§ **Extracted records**
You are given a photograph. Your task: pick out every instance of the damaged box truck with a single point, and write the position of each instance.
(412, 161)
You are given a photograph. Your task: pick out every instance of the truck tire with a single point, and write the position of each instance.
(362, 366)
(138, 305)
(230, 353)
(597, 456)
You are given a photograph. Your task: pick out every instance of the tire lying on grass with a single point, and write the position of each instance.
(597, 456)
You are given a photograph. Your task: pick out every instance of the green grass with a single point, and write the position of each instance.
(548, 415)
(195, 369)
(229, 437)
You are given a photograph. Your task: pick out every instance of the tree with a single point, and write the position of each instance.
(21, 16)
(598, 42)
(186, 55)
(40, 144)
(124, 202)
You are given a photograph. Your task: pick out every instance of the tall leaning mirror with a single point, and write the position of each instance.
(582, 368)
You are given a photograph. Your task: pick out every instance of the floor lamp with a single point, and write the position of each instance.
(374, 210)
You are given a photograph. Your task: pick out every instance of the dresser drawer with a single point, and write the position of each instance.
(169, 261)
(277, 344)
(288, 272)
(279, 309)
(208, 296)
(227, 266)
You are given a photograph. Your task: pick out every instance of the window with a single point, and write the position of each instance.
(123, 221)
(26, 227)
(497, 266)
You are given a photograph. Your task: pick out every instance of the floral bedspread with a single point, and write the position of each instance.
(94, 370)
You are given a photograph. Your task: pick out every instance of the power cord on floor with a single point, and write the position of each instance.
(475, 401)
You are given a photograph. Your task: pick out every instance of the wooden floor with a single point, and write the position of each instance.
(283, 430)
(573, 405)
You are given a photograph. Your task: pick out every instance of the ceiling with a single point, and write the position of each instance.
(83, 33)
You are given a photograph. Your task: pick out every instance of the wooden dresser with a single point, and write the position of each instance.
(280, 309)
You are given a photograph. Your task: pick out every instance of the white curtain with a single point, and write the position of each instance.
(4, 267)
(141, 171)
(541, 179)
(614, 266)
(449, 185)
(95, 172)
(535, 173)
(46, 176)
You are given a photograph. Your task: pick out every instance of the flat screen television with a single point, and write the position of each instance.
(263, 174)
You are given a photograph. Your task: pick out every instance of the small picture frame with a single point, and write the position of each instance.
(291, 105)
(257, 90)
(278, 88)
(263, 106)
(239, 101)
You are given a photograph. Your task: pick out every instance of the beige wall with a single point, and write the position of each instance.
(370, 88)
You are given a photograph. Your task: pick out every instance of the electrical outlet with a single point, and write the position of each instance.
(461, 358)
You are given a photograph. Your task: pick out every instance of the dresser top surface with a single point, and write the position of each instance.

§ **Work task**
For this exercise, output the records in full, exactly.

§ **Exercise result**
You are given a photograph. Your task: pick out every instance of the damaged box truck with a single point, and write the position of each instance.
(412, 161)
You are given a photograph. Your task: pick out every instance of the truck tire with a single point, and write the position of each instance.
(362, 366)
(138, 305)
(230, 353)
(597, 456)
You are given a photograph. Your task: pick out every instance of the tire lying on grass with a single point, and write the position of each instance.
(597, 456)
You are given a photograph. Your task: pick out every instance of the green grass with a single point, and write the position of each instance.
(548, 415)
(195, 369)
(229, 437)
You are given a photograph. Your task: pick out every instance of the tree with a single point, and write the position of each instance.
(21, 16)
(598, 42)
(186, 55)
(40, 144)
(124, 202)
You are given a photograph. Your task: pick out every instance of the tall leaning mirror with a single point, and write the position of each instance.
(582, 368)
You are given a photograph. Your task: pick out every instance of the floor lamp with a single point, and write the position of each instance.
(374, 210)
You are given a photograph. Your task: pick out every instance of the dresser drawer with a single point, and write the position of each instance.
(169, 261)
(277, 344)
(288, 272)
(279, 309)
(208, 296)
(227, 266)
You are given a photograph. Your task: pick out every instance of the window with a single point, and write the position of each instance.
(123, 221)
(26, 227)
(497, 266)
You are given a photograph. Your task: pick out every instance of the floral bedspread with a single point, and write the position of each instance.
(94, 370)
You are given a photograph. Your task: pick out every instance of the power cord on floor with a single point, and write the position of each instance.
(475, 401)
You are given a photograph. Your task: pick out every instance of the wooden floor with a single point, and write the position of each instance.
(283, 430)
(573, 405)
You are given a photograph. Your task: pick out every instance of the ceiling with a single point, and write the position of each instance.
(83, 33)
You are given a photograph. Your task: pick out every instance of the wooden dresser with a single point, and write the position of each instance.
(280, 309)
You are given a photograph. Your task: pick out every instance of the white curtain with a single point, and write the position of each instance.
(4, 267)
(141, 171)
(541, 179)
(614, 266)
(449, 185)
(95, 172)
(535, 173)
(46, 176)
You are given a photograph. Your task: pick out every instance of the flat screen television with a single point, and write the position of each instance.
(263, 174)
You are given a photograph. Your task: pick out every instance of the small picture frame with a single point, and write the position of each instance.
(291, 105)
(257, 90)
(278, 88)
(263, 106)
(239, 101)
You are given a photograph. Your task: pick out every instance of the beige wall with a single point, and write the position of each instance.
(370, 88)
You are given a photograph. Your task: pick out every instance of the electrical outlet with a single point, and write the position of each instance.
(461, 358)
You are given a photograph. Your task: pick out every instance of the dresser top surface with a single point, and write the position of each instance.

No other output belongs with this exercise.